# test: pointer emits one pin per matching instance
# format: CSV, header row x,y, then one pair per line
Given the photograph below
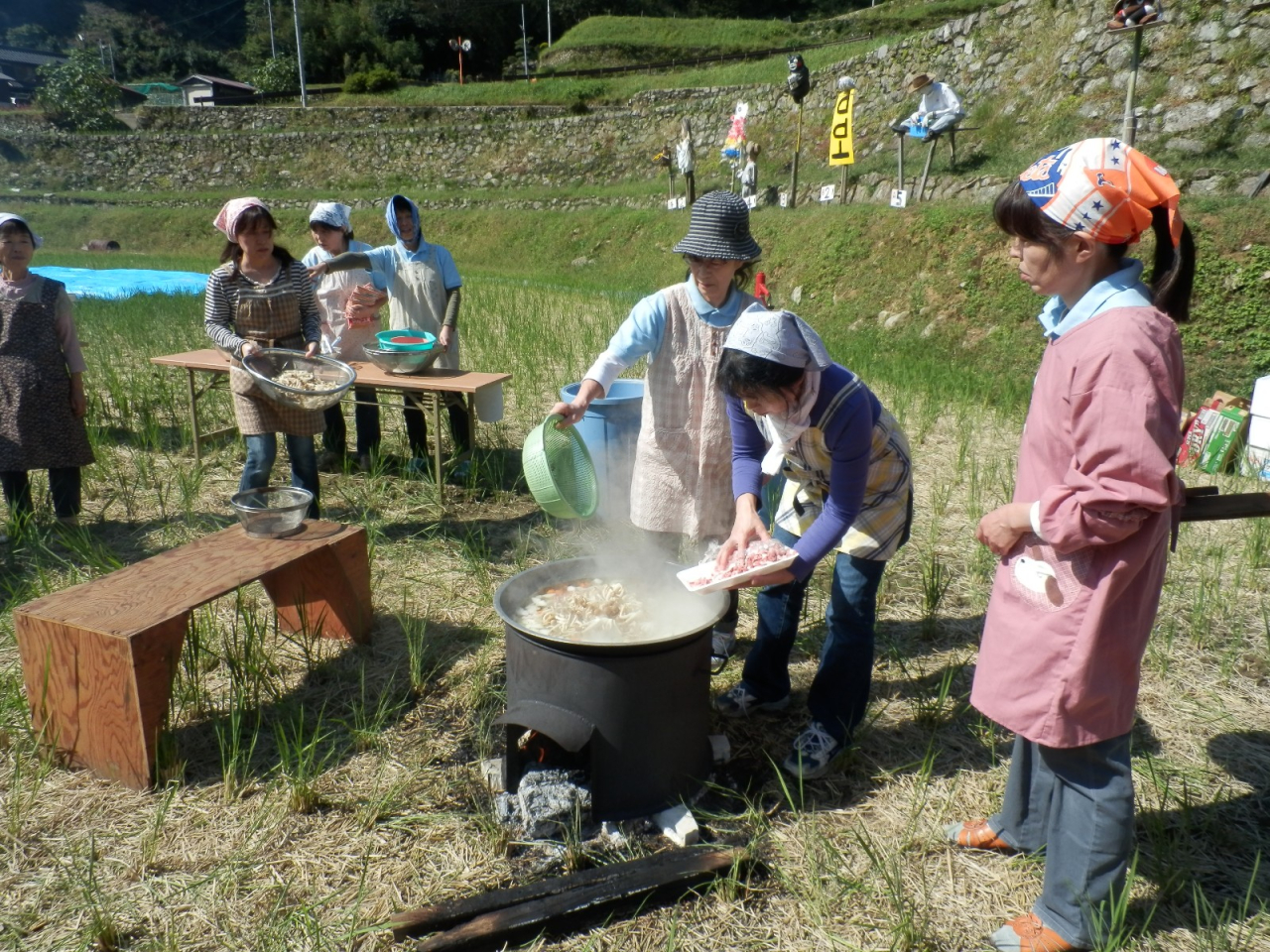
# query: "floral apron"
x,y
683,476
37,426
268,321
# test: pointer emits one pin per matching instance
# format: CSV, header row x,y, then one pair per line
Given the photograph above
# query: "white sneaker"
x,y
813,752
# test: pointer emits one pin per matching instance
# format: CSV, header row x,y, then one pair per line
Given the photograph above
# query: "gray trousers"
x,y
1078,805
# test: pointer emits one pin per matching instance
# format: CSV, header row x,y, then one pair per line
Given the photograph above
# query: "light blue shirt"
x,y
643,330
1120,290
386,258
317,254
640,334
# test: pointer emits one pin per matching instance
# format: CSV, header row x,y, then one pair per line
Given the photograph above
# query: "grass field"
x,y
313,788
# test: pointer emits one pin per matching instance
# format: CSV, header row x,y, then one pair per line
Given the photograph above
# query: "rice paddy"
x,y
309,789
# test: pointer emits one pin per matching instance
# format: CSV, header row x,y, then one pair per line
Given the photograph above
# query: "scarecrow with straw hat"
x,y
938,111
681,488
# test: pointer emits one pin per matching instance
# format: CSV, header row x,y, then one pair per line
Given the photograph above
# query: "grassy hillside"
x,y
620,41
943,266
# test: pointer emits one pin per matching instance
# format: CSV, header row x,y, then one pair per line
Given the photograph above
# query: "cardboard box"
x,y
1224,435
1255,461
1197,434
1259,431
1261,398
1220,400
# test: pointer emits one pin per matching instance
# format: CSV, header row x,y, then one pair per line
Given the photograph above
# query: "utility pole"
x,y
273,44
300,55
525,45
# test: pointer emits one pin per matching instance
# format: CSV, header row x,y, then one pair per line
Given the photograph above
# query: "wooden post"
x,y
1129,130
798,148
901,185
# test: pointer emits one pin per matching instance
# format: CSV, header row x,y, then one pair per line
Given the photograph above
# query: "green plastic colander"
x,y
559,471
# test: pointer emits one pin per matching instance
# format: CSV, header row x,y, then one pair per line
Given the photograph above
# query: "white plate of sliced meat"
x,y
757,558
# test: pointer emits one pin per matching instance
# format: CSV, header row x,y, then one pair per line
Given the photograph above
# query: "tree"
x,y
76,94
278,75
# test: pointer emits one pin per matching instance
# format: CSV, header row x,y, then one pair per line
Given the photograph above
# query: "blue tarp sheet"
x,y
125,282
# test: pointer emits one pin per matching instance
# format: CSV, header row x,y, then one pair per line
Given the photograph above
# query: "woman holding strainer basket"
x,y
262,298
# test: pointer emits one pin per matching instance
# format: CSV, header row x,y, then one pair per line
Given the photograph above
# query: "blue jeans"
x,y
1076,803
839,690
366,420
262,449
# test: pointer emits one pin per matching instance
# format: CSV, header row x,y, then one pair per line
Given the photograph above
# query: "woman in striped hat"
x,y
681,486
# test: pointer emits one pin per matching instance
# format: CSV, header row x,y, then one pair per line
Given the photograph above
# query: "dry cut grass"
• • • •
### Task to complete
Would you write out an exact copy of the entries above, with no images?

### The completed task
# test: pointer emits one pin per matching instance
# format: CSV, header row x,y, then one pair per line
Given the photograph below
# query: "floral apron"
x,y
683,476
37,426
268,321
# test: pointer emits one pin per matching instance
# format: CSV, header row x,y, then one pair per line
Given the photograph above
# query: "white sneaker"
x,y
813,752
# test: pointer emits one pin per matching instance
# format: CSV, header row x,y, then one pair per line
Given the photograph above
# query: "gray trousers"
x,y
1078,805
# test: pointer emits one pin per matching instance
# format: CSV, header row x,y, then one pair per line
Given the photograph above
# query: "light blue shirt"
x,y
643,330
1120,290
386,258
317,254
640,334
# test: pointer emits one pin per matching instance
# format: CSV, header row x,y, then one pair per line
Given the photograph above
# query: "grass field"
x,y
313,788
# test: pointer emits one pin per matching instance
# format: CSV, header row x,y, then one pair per line
Given the photograph above
# query: "rice paddy"
x,y
309,789
# test: pointer emits one pin per matching instance
# format: CSV, header row x,y, then one pair per line
Given the photograph above
# query: "scarecrow with straw hat"
x,y
938,111
681,488
# test: pointer emits one pin per matching instance
# format: CSV, header row x,y, then one pair per line
Given the photograph above
# query: "grassy hillside"
x,y
620,41
943,266
# test: pointer emits one pin per matching instance
# format: CSV, header row x,y, then one pair per line
Given the photograph above
# query: "cardboard box"
x,y
1224,435
1255,461
1197,434
1259,431
1261,398
1220,400
# test: pointer emits one pin per matching instance
# format: CSV, header row x,y, then one pair per line
Given the photograph above
# query: "utility pole"
x,y
273,44
300,55
525,45
# test: pointer emits one pin per matching instance
# format: CSV, header row x,y, then one pair per line
Given the photograph above
# query: "wooden post"
x,y
1129,130
798,148
901,185
# test: pointer emits one pin per matching instance
# format: CSV, header row x,y, then one pair per line
Given the photograph above
# query: "green plastic colander"
x,y
559,471
# test: pointer emits one pin per matching instance
# format: CSV, header row x,y, then one pair per line
Given the photograph above
# query: "white plate of sliced meat"
x,y
757,558
# test: pointer emits one pin per matching instance
# format: CSV, header row x,y, then one pair per line
Given the photograph above
# query: "tree"
x,y
76,94
278,75
# test: pointer emits one pin per matching instance
# format: CSV, header row x,y, then one pair per line
Given the photograph above
# query: "blue tarp sheet"
x,y
125,282
# test: pointer emits one pin per matching instance
# format: CSV, header row x,y, then one pair per line
Given the photograph above
# query: "woman holding strainer basket"
x,y
262,298
# test: pointer emits one pin per matching instance
# format: CSV, header row x,y, then one pair per line
Given the photograph above
# query: "blue jeans"
x,y
1076,803
839,690
366,420
262,449
# test: pointer emits one pin per matching instance
# format: CSV, header row x,y, then one pair per line
Given the photograph above
# query: "woman in striped hat"
x,y
681,486
# test: pointer emits one pin per matching instance
# format: CSV, header row x,y, then one pair per line
Given the photograph above
# query: "dry cut grass"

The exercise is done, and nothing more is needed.